◆ What is required: Extract every line of the records below and reproduce each one verbatim, in its original order and format.

▬▬▬

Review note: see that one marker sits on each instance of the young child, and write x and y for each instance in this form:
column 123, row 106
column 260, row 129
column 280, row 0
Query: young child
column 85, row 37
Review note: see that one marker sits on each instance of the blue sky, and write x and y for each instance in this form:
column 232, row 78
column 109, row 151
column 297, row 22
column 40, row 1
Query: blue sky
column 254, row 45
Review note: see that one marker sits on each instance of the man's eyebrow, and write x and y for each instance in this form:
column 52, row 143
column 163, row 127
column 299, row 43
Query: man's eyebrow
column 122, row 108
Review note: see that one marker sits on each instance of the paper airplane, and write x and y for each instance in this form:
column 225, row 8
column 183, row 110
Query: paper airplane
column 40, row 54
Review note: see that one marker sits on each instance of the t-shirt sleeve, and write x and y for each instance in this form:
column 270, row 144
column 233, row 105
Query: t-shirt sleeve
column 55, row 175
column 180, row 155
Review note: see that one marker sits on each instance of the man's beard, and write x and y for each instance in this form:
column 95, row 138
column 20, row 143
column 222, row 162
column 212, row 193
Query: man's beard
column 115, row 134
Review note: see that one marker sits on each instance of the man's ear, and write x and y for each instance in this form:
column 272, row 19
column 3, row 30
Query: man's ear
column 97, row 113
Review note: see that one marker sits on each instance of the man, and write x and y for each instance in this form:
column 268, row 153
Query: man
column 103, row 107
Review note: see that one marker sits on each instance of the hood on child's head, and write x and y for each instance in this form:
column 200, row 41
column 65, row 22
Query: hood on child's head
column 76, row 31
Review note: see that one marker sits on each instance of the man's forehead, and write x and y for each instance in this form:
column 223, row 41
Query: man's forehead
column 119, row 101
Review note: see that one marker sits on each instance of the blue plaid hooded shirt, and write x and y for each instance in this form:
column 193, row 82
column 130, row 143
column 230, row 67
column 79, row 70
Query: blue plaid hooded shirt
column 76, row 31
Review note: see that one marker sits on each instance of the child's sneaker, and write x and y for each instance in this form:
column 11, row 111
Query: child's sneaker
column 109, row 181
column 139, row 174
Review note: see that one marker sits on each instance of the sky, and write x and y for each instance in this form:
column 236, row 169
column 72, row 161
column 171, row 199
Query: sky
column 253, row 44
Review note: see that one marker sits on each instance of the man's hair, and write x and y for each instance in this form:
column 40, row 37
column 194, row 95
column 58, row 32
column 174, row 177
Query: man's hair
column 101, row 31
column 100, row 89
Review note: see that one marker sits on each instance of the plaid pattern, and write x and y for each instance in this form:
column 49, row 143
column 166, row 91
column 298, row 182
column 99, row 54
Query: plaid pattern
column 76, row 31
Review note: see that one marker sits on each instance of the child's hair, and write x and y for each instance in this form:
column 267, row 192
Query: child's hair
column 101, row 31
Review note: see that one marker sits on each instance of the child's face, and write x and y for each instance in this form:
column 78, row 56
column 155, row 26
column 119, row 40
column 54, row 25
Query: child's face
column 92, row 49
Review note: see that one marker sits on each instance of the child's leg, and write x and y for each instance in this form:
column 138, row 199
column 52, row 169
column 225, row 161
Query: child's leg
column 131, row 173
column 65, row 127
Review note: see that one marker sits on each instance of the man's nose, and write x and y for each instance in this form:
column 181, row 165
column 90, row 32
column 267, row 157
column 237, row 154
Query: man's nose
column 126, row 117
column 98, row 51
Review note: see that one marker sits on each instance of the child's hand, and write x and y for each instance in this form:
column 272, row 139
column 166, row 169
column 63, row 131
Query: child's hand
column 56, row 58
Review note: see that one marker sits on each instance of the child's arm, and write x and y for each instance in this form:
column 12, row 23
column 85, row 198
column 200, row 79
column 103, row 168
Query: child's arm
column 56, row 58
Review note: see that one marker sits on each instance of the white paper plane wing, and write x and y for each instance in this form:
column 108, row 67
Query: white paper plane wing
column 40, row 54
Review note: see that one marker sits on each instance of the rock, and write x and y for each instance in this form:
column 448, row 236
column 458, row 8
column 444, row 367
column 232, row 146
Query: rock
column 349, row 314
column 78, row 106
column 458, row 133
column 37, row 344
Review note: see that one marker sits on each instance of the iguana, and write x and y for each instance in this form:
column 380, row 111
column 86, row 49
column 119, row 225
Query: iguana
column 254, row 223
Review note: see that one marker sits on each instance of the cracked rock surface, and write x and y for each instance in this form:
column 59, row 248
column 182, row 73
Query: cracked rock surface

▬▬▬

◆ Result of this exercise:
Review note: see that one marker sits on each instance of the young child, and write x and y for each instance in this form:
column 123, row 106
column 260, row 129
column 280, row 0
Query: young child
column 85, row 37
Review note: see that one marker sits on each instance of the blue sky, and write x and y for each instance in this form:
column 232, row 78
column 109, row 151
column 297, row 22
column 40, row 1
Query: blue sky
column 254, row 45
Review note: see that one marker sits on each instance of the man's eyebrow, and write x and y for each instance in this form:
column 52, row 143
column 163, row 127
column 299, row 43
Query: man's eyebrow
column 122, row 108
Review note: see that one marker sits on each instance of the paper airplane, and write x and y for each instance in this form:
column 225, row 8
column 183, row 110
Query: paper airplane
column 40, row 54
Review note: see that one marker sits on each instance of the t-shirt sleeve, and write x and y for each instance in this form:
column 270, row 144
column 233, row 105
Query: t-shirt sleeve
column 55, row 175
column 180, row 155
Review note: see that one marker sits on each instance of the man's beard, and write x and y for each instance in this form:
column 95, row 138
column 20, row 143
column 222, row 162
column 212, row 193
Query: man's beard
column 115, row 134
Review note: see that one marker sits on each instance of the man's ear, and write x and y for each instance in this form:
column 272, row 19
column 3, row 30
Query: man's ear
column 97, row 113
Review note: see that one marker sits on each instance of the man, and write x and y for each instance in this form:
column 268, row 153
Query: man
column 103, row 107
Review note: see that one marker sits on each instance of the hood on child's head, and write x and y for each instance in this form:
column 200, row 41
column 65, row 22
Query: hood on child's head
column 76, row 31
Review note: see that one marker sits on each instance of the man's forehead, and write x and y for each instance in this form:
column 223, row 41
Query: man's forehead
column 119, row 101
Review note: see that one marker sits on each instance of the blue plaid hooded shirt, and write x and y for each instance in this form:
column 193, row 82
column 130, row 143
column 230, row 67
column 79, row 70
Query: blue plaid hooded shirt
column 76, row 31
Review note: see that one marker sits on each instance of the child's sneaker, and write x and y for each instance in this form:
column 11, row 111
Query: child's sneaker
column 109, row 181
column 139, row 174
Review note: see that one marker sits on each instance of the sky, and write x and y for each instance in this form:
column 236, row 169
column 72, row 161
column 171, row 199
Query: sky
column 253, row 44
Review note: see that one marker sits on each instance of the man's hair, and write x and y for each instance in this form:
column 40, row 37
column 194, row 95
column 58, row 32
column 174, row 177
Query: man's hair
column 101, row 31
column 100, row 89
Review note: see that one marker sits on each instance of the plaid pattern, and write x and y for each instance in this form:
column 49, row 143
column 166, row 91
column 298, row 182
column 99, row 54
Query: plaid pattern
column 76, row 31
Review note: see that one marker sits on each instance of the child's hair, and write x and y for each instance in this form:
column 267, row 192
Query: child's hair
column 101, row 31
Review note: see that one marker sits on each instance of the child's face, and write x and y for each instance in this form:
column 78, row 56
column 155, row 26
column 119, row 40
column 54, row 25
Query: child's face
column 92, row 49
Review note: see that one marker sits on each instance of the child's leg, and write x and y for each instance in this form:
column 138, row 199
column 52, row 169
column 225, row 161
Query: child's leg
column 131, row 173
column 65, row 127
Review note: see that one marker sits on each instance of the man's nose, and write x and y for each instance in this form:
column 181, row 165
column 90, row 32
column 267, row 157
column 237, row 154
Query: man's nose
column 126, row 117
column 98, row 51
Review note: see that one marker sits on each instance of the child's hand, and write x and y for each instance in this form:
column 272, row 139
column 166, row 169
column 63, row 131
Query: child's hand
column 56, row 58
Review note: see that one marker sits on each instance of the child's arm, and write x and y for each instance in this form:
column 12, row 23
column 85, row 198
column 200, row 79
column 103, row 168
Query: child's arm
column 56, row 58
Review note: see that one marker sits on each instance of the white paper plane wing, and write x and y for each instance in this form:
column 108, row 67
Query: white paper plane wing
column 40, row 54
Review note: see that one marker sits on each instance of the rock, and write x and y for each instance in this form:
column 448, row 236
column 458, row 8
column 444, row 367
column 232, row 146
Query: rock
column 349, row 314
column 78, row 106
column 458, row 133
column 37, row 344
Review note: see that one marker sits on each instance of the iguana, and write x and y for each instance in this form:
column 380, row 111
column 86, row 49
column 119, row 225
Query: iguana
column 254, row 223
Review note: see that one marker sits on each instance of the cracked rock surface, and write x and y for each instance in this form:
column 59, row 248
column 182, row 73
Query: cracked rock surface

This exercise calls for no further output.